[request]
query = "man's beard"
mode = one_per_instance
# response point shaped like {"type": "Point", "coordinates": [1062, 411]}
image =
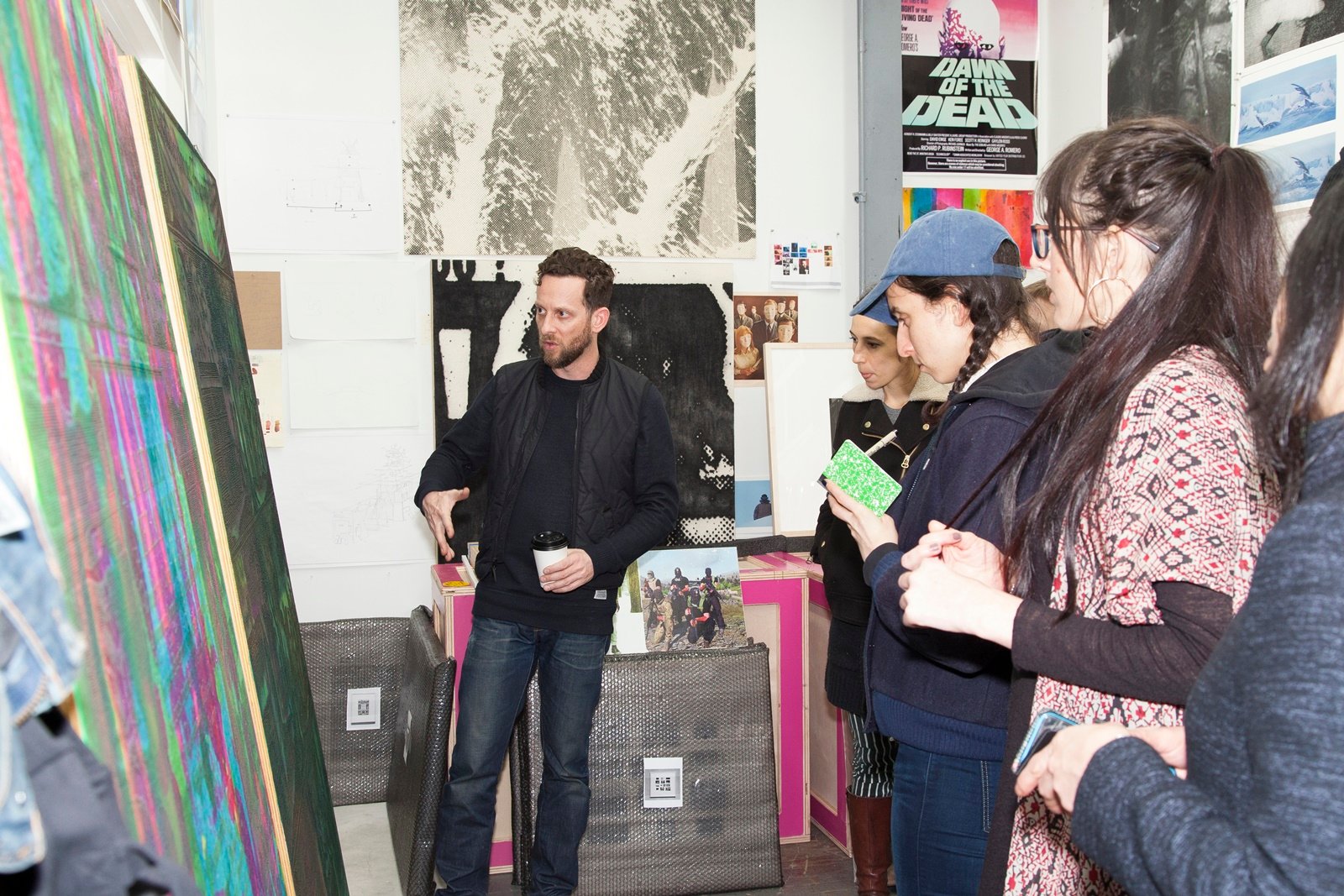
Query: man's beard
{"type": "Point", "coordinates": [566, 354]}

• _Task directions_
Repeat the material verbatim. Do not carry over any picture.

• _Problem solution_
[request]
query = "man's beard"
mode = one_per_instance
# response point shaped like {"type": "Point", "coordinates": [1062, 411]}
image =
Query: man's beard
{"type": "Point", "coordinates": [566, 354]}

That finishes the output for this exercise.